PROMPT:
Would you transcribe the whole listing exactly, minus its pictures?

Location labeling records
START
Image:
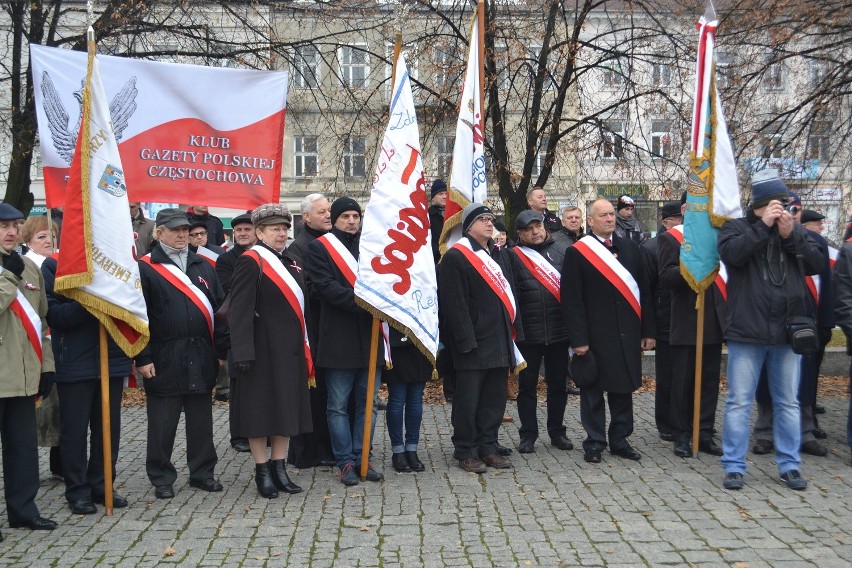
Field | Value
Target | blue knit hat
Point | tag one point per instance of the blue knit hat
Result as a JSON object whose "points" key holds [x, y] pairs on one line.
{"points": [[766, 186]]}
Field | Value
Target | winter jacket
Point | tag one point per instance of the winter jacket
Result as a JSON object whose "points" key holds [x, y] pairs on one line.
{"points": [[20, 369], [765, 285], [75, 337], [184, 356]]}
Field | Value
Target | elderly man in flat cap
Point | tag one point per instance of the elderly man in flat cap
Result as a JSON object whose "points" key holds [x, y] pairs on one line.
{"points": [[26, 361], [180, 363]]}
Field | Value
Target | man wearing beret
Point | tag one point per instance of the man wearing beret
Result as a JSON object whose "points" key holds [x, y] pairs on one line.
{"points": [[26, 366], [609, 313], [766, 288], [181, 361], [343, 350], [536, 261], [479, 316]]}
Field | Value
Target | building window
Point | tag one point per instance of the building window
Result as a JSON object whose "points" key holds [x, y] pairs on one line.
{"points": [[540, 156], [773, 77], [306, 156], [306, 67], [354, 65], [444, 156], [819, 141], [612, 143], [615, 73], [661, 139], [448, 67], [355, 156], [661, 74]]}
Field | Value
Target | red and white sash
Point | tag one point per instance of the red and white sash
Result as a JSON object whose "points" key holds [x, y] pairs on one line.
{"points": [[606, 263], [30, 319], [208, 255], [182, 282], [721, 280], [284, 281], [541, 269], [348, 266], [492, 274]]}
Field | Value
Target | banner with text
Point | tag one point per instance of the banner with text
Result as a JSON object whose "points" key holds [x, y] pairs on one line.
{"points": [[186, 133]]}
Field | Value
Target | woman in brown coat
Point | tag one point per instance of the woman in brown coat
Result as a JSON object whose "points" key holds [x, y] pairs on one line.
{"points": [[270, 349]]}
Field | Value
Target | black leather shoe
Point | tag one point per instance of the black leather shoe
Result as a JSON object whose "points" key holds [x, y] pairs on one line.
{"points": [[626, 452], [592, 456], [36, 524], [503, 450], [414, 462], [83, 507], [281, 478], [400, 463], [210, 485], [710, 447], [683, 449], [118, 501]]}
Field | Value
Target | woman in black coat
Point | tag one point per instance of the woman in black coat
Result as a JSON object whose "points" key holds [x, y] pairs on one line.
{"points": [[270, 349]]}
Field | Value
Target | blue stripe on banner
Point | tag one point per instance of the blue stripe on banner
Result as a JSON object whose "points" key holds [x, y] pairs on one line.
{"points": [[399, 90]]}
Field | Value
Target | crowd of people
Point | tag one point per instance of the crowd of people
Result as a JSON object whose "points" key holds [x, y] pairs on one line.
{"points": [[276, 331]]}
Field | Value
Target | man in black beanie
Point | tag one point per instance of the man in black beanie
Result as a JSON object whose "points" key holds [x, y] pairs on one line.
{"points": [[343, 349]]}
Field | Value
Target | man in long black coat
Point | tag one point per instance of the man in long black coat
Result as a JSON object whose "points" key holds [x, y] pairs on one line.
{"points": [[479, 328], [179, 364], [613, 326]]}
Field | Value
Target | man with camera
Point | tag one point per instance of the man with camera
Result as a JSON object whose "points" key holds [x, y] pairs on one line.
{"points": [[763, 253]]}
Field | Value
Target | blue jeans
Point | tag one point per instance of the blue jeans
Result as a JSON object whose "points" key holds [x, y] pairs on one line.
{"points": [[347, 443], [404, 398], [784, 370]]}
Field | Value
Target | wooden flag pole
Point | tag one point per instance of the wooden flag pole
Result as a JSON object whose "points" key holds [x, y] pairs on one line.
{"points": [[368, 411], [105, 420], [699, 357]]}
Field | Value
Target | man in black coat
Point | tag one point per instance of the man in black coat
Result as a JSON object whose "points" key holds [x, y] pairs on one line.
END
SOLUTION FOR THIS PROBLEM:
Image:
Field | Value
Target | blue knit hat
Point | tag one point per instance of the blue knit hat
Result as a JSON object whose "points" key holds [x, y] pairs on one line.
{"points": [[766, 186]]}
Field | Value
Target | winter jacket
Point | tag one point per instance of the winter jacket
Result as a JSON object whose "points" key holds [x, y] pairs on one line.
{"points": [[20, 369], [765, 285], [75, 337], [184, 356]]}
Field | Value
Target | elderly man in flat cap
Point | tag one point per instance of the elderly man in flat cap
Result as a JSON object whose "points" key holds [x, y] pairs on one line.
{"points": [[26, 361], [180, 363]]}
Field | Value
Target | man wearing beret
Point | tag one point per instance of the man wearing beret
Result as a JSON object whose "points" key holds [x, y] pairs on one line.
{"points": [[26, 366], [609, 313], [766, 288], [181, 361], [343, 350], [536, 261], [479, 316]]}
Field | Value
Target | building window
Point | tag one point per instance of the building window
Result as a JSON object whose "points" key holds [x, y] pairs on one line.
{"points": [[540, 156], [773, 77], [306, 156], [306, 67], [354, 65], [444, 156], [819, 141], [612, 143], [615, 73], [661, 139], [448, 67], [355, 156], [661, 74]]}
Field | Value
Target | red and white sash
Point | tag one point per instance of the red and white sash
Result as a JSON object whose "points" key holds [x, y] pairs on one line.
{"points": [[606, 263], [30, 319], [208, 255], [182, 282], [721, 280], [284, 281], [541, 269], [348, 266], [492, 274]]}
Field | Value
Target | banner with text
Point | tag one point per instance of the banner with text
Result as a JSON object whose "points" key holds [x, y] pairs on one line.
{"points": [[186, 133]]}
Field | Value
Target | woman in brown coat
Point | tag one point per instance of the woman in brown coat
Result as a JSON object whose "points" key holds [x, y] pairs on one line.
{"points": [[270, 349]]}
Field | Value
Target | black leather shoe
Point | tag one point per instance of the black leather shoe
Result as a JSON object whose "points" key holds [x, y] pairs on one line.
{"points": [[626, 452], [592, 456], [36, 524], [503, 450], [414, 462], [83, 507], [281, 478], [400, 463], [210, 485], [710, 447], [683, 449], [118, 501]]}
Field | Value
Target | woman in black coat
Point | tag one point per instance of the woman in black coat
Result as a JSON object whose "points" key holds [x, y] pairs on one line.
{"points": [[270, 349]]}
Field | Value
Target | blue stripe on banner
Point | tag one point per instance of the blue stripe on banner
Result as a JSON object whose "points" key holds [x, y] pairs on one line.
{"points": [[399, 90]]}
Field | Value
Target | crowd of people
Point | tag one point per instance of the crowd of people
Result as a JSON object whose "points" key holds [x, y] pairs on one line.
{"points": [[276, 331]]}
Field | Value
Target | man in black beanie
Point | tag one point per instance of the man in black beanie
Result as a JSON object whose "points" key holds [x, y] pairs on one line.
{"points": [[343, 349]]}
Field | Value
Target | man in long black coat
Point | tag one point per instance of the man in long black coat
Result as a JSON object whose "points" key holds [x, y] pairs on one line.
{"points": [[479, 328], [179, 364], [613, 326]]}
Field | Value
Target | man with camera
Point | tag one point per instance of the man with camera
Result as a JSON object whose "points" key holds [x, y] pairs on one line.
{"points": [[763, 253]]}
Field | Value
Target | blue jeans
Point | tag one point per instance of the blue jeans
Result as a JSON object whose "points" key holds [x, y] pairs on one line.
{"points": [[347, 443], [404, 398], [784, 370]]}
Field | Value
Target | wooden flag pole
Point | tag one point per instance of the wooden flag pole
Result as a JSON object whose "points" key holds [x, y] pairs on one line.
{"points": [[368, 411], [105, 420], [699, 357]]}
Field | Value
Target | man in black coat
Point | tag one point per instance of the man in black coat
Result as a JSON object whose "points" key holds [x, y] pairs on one line.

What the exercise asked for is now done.